------ INPUT RECORDS ------

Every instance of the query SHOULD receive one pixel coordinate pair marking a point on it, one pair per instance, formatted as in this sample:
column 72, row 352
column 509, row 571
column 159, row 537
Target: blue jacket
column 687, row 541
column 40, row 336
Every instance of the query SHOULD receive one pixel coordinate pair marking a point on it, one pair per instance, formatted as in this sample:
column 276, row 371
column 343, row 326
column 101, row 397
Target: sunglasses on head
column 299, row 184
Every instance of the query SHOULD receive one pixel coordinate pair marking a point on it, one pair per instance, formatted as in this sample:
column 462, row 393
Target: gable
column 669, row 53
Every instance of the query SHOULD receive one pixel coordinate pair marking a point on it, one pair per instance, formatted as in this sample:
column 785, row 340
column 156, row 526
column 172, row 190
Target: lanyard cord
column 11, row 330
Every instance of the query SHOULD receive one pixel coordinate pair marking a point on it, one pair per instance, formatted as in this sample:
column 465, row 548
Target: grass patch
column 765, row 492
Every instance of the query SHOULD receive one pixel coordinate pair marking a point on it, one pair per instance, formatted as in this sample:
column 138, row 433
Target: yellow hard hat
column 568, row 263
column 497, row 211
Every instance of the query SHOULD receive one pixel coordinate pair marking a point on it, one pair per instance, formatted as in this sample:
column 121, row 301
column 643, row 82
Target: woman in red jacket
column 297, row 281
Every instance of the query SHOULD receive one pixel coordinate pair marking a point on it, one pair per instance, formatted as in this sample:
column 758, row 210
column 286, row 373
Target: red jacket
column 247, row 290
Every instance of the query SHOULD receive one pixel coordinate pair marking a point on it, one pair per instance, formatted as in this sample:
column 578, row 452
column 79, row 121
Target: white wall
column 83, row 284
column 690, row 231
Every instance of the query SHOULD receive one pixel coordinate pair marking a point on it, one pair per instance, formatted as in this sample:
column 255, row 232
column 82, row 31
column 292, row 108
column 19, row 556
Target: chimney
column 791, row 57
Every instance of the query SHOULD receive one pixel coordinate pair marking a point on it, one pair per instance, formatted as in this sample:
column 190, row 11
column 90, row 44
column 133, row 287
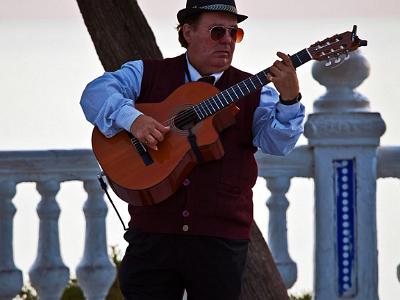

------

▶ _EXERCISE REQUIREMENTS_: Copy all of the records above word for word, leaving out the pictures.

▶ _ANSWER TO THIS EXERCISE_:
Every instance of the query SHOULD receive one pixel coordinate pair marking a point on it, one pair per instance, formatted as in this sample:
column 72, row 352
column 509, row 571
column 159, row 537
Target: blue jacket
column 687, row 541
column 40, row 336
Every instance of the query SHOULD receive one pixel coordinate pair marking a point on it, one pair per instance, formatted as in this sample:
column 276, row 371
column 343, row 326
column 101, row 397
Target: sunglasses on head
column 299, row 184
Every instance of the query SHOULD receive one pixel coordinate pair marking a point on it, one pair per instance, formatted as in this sample:
column 462, row 393
Target: gable
column 669, row 53
Every instance of the query SHOULD receive one pixel coordinate pair marking a point on it, one pair per instance, formatted as in this sample:
column 785, row 340
column 156, row 526
column 172, row 190
Target: lanyard cord
column 11, row 330
Every instance of the query SHOULD receive one pixel coordinate pair marking a point on it, one pair per instance, formatted as in this sample:
column 465, row 548
Target: grass patch
column 765, row 492
Every instance of the query SHOULD receive one pixel coordinate pair marking a point on it, one pair per instance, formatted as in this sample:
column 138, row 433
Target: yellow hard hat
column 568, row 263
column 497, row 211
Every instance of the query SHOULD receive one pixel coordinate pair marking a point on it, one pair per instance, formatted as in this sample:
column 121, row 301
column 643, row 82
Target: woman in red jacket
column 297, row 281
Every instance of the query SHOULD receive one pixel coordinate pair marking a point on it, one pair per instance, formatted as in this sample:
column 758, row 210
column 286, row 373
Target: red jacket
column 247, row 290
Every instance of the query SHOULD receive one pixel coordinate pair marking a point on it, one pair per instance, formatted as in this sample:
column 578, row 452
column 79, row 121
Target: white wall
column 83, row 284
column 690, row 231
Every instance of the query SHOULD receive one pixel coordinate pair marking a point on it, one pair per instance, formatted as in this sample:
column 255, row 232
column 82, row 31
column 292, row 108
column 19, row 556
Target: chimney
column 791, row 57
Every instance of the query SHOULD receive one pixel coordinate pair marking a point on it, one pair per instance, formatted as in this sample:
column 190, row 11
column 90, row 44
column 133, row 287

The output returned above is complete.